## PARTS OF THE EXERCISE
- A) In the ruling on the E/IM cost pool, what did FSA assert the CAP description included in that pool?
- B) Reproduce the passage of the cost pool ruling that opens with the words containing "The initial sentence was" and closes with "disputed here.".

## PAGE EXTRACT
FSA asserted that the CAP description included only eligibility costs in
the E/IM cost pool. FSA argued that the initial sentence, quoted above,
limited the E/IM cost pool to costs of eligibility functions and did not
include costs of administrative functions not clearly related to
eligibility, such as some costs in dispute here. FSA argued that the
CAP description was internally inconsistent in later listing functions
of housing and employment specialists not clearly related to
eligibility, and that the initial narrower statement should control.

We find that the CAP description of the E/IM cost pool included both
eligibility and administrative functions related to income maintenance.
The initial sentence was not a general limitation on the overall
description; it had no limiting language and included both the narrow
function of determining eligibility, and the broad administrative
function of maintaining eligibility. Furthermore, the very next
sentence of the CAP states that "income maintenance and undercare case
actions related to assistance payments are included." The later
specific references to costs of housing and employment specialists
illustrate some of the types of units included in the cost pool. These
specific references would clearly include in the cost pool the costs
disputed here.

Thus, we conclude that the CAP description did not limit the E/IM cost
pool to eligibility costs, but provided that the E/IM cost pool could
encompass other administrative functions related to income maintenance.

## DATA SHOWN
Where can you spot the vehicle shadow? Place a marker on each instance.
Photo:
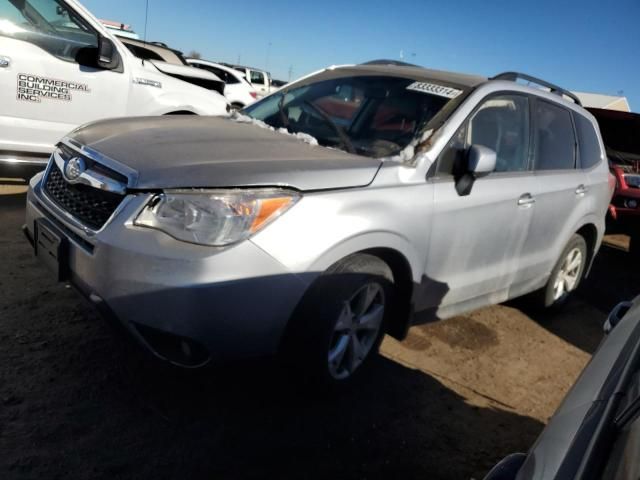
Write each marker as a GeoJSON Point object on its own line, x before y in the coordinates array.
{"type": "Point", "coordinates": [614, 278]}
{"type": "Point", "coordinates": [127, 420]}
{"type": "Point", "coordinates": [75, 403]}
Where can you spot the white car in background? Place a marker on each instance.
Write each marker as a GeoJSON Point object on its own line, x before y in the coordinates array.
{"type": "Point", "coordinates": [237, 90]}
{"type": "Point", "coordinates": [259, 79]}
{"type": "Point", "coordinates": [61, 68]}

## RESPONSES PER TASK
- A) Only eligibility costs.

- B)
The initial sentence was not a general limitation on the overall
description; it had no limiting language and included both the narrow
function of determining eligibility, and the broad administrative
function of maintaining eligibility. Furthermore, the very next
sentence of the CAP states that "income maintenance and undercare case
actions related to assistance payments are included." The later
specific references to costs of housing and employment specialists
illustrate some of the types of units included in the cost pool. These
specific references would clearly include in the cost pool the costs
disputed here.